▶ **Goal of the exercise**: Please locate each line in the items below that contains the word "black", and copy every such line.

▶ **Records for the task**:
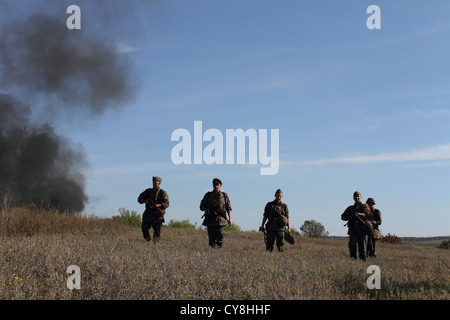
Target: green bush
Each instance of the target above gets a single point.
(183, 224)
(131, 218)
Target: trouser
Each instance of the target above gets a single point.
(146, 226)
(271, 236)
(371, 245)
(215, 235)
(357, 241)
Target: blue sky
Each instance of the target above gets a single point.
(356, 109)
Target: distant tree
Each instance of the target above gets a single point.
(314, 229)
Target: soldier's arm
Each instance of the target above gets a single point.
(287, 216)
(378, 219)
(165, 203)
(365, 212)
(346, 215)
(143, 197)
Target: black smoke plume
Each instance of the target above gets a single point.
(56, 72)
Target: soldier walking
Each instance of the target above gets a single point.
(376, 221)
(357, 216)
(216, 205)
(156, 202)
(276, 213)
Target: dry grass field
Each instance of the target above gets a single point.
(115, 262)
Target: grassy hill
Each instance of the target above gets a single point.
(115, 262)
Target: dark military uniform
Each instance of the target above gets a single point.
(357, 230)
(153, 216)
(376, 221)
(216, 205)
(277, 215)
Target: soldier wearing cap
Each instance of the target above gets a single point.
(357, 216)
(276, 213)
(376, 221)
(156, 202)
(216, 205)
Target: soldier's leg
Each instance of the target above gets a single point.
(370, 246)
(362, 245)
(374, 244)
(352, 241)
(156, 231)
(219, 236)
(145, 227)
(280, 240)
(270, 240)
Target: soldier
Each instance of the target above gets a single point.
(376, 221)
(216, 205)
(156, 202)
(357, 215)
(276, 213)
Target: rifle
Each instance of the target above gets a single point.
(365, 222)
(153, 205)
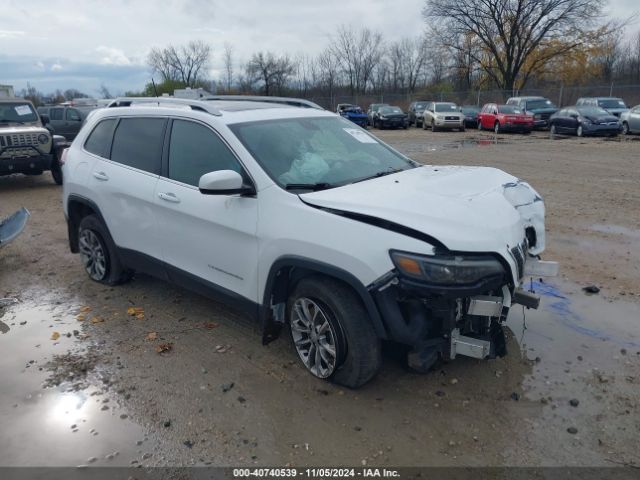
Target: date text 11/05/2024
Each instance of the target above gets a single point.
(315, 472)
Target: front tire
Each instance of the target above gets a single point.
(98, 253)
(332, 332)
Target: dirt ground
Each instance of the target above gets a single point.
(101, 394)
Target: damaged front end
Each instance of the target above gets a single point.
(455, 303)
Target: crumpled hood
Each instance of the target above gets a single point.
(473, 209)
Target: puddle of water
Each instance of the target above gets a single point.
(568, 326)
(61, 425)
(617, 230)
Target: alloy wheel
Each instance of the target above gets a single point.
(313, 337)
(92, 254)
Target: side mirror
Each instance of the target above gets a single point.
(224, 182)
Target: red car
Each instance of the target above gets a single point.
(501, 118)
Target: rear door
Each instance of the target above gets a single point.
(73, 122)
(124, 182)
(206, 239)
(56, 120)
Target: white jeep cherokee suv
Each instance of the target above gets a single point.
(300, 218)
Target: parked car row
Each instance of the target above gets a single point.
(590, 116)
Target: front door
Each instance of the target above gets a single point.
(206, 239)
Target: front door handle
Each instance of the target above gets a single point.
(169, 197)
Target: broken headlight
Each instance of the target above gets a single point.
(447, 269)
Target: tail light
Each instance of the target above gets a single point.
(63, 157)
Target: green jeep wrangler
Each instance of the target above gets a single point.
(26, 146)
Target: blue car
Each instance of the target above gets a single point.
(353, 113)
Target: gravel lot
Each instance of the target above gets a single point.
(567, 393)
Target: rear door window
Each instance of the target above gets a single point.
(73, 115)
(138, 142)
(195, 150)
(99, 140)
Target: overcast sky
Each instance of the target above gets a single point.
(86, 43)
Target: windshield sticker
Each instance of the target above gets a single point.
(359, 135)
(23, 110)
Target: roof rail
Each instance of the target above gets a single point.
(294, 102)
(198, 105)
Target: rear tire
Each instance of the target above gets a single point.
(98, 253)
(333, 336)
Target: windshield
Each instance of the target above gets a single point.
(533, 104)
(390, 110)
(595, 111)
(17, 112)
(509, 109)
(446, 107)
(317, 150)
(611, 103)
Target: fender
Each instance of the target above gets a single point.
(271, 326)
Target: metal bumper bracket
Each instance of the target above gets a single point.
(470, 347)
* * *
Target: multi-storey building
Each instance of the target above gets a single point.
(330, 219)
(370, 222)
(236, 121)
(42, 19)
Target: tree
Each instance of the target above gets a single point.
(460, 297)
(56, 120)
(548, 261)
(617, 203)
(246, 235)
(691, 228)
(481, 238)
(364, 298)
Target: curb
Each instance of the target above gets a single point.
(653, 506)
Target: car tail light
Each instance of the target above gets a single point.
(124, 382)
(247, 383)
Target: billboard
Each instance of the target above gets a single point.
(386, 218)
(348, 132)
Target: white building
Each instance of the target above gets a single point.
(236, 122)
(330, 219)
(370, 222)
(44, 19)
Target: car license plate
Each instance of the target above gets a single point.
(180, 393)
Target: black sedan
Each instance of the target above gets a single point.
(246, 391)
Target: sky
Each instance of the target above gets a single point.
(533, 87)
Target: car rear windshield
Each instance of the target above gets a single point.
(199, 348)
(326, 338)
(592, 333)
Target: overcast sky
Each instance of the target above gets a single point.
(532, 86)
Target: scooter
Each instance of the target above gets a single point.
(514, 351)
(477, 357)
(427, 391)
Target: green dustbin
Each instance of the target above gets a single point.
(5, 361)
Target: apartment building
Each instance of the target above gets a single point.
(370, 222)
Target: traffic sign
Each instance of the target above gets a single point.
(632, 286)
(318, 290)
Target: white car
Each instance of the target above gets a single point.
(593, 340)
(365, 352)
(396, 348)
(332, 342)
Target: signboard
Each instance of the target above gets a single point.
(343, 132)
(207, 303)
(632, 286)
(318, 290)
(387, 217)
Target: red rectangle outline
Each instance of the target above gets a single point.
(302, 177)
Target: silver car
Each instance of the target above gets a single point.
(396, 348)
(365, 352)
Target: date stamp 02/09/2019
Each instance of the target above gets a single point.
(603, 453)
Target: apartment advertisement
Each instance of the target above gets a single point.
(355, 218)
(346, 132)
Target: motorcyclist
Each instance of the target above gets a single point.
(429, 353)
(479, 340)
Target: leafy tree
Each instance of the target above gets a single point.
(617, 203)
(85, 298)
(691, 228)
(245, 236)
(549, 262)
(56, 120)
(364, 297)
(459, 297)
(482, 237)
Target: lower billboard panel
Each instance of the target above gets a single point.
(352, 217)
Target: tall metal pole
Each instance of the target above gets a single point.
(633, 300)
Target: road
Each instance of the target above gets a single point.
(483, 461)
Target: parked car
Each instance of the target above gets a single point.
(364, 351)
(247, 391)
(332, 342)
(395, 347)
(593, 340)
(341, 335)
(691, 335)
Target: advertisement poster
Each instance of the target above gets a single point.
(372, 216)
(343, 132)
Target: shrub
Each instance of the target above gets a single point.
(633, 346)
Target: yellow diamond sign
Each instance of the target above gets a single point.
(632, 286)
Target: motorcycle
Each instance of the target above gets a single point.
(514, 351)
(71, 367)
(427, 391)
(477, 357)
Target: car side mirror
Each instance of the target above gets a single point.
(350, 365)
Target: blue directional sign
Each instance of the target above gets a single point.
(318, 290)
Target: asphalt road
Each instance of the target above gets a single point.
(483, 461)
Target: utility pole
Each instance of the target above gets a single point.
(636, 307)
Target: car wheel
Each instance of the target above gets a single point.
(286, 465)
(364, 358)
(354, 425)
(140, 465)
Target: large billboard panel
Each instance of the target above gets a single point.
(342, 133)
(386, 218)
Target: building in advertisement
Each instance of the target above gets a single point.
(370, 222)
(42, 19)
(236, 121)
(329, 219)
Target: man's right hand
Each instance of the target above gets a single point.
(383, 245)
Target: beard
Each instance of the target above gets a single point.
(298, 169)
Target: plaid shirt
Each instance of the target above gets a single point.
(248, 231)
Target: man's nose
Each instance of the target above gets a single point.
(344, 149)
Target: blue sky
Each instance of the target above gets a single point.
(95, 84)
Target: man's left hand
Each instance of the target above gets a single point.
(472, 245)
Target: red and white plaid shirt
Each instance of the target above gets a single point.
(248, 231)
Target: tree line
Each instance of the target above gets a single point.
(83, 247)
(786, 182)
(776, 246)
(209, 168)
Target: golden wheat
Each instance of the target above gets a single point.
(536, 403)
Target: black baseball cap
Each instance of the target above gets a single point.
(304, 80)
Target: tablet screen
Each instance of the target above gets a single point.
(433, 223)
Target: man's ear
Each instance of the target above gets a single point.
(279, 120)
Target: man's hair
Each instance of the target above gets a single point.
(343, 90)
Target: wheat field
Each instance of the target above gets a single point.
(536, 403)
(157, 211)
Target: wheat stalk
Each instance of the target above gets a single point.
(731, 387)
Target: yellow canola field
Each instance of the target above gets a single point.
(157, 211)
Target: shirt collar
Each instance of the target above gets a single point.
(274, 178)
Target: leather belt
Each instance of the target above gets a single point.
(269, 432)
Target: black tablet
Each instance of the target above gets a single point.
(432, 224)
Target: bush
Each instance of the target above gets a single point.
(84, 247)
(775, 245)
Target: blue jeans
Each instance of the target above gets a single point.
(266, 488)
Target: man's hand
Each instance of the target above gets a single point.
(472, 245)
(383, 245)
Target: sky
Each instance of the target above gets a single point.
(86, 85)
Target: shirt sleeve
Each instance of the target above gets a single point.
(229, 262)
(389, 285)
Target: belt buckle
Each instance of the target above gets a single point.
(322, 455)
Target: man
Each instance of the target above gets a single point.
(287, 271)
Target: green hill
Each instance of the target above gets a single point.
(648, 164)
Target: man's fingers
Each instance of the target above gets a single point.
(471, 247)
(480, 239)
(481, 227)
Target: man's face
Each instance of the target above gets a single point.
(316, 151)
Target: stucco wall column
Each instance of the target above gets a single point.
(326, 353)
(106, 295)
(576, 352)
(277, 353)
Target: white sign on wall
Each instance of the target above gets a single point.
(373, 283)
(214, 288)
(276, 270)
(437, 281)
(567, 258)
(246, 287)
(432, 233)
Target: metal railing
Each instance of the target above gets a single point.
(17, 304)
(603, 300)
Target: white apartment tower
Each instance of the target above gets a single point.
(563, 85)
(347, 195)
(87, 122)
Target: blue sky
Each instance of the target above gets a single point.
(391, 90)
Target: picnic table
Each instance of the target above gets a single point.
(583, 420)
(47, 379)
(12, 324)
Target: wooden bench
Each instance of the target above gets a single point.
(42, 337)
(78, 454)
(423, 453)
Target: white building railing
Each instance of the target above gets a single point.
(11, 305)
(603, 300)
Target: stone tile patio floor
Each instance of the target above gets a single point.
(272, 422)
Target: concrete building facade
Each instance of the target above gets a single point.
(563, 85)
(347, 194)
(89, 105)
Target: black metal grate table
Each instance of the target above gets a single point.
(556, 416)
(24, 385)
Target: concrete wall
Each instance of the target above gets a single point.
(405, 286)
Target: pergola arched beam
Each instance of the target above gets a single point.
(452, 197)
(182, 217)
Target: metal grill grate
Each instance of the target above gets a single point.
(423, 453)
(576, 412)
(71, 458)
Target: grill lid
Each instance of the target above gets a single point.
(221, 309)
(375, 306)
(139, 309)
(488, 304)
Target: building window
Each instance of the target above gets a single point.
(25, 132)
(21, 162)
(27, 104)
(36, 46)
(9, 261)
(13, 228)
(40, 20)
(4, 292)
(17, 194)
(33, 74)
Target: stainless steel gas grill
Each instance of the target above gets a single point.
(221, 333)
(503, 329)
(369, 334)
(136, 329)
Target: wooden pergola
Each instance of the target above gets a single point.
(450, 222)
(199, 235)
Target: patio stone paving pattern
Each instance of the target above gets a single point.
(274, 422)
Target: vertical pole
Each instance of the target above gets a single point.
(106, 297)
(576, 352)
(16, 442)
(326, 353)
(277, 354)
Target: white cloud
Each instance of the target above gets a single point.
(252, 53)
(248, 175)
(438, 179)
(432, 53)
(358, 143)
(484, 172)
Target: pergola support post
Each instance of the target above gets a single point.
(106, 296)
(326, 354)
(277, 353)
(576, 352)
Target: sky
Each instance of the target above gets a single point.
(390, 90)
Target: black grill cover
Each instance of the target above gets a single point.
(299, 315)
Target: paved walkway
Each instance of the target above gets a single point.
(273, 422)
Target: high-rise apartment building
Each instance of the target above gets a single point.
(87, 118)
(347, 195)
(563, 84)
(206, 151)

▶ **Answer to the exercise**:
Target: black smoke plume
Target: black sedan
Target: black baseball cap
Target: black tablet
Target: black metal grate table
Target: black grill cover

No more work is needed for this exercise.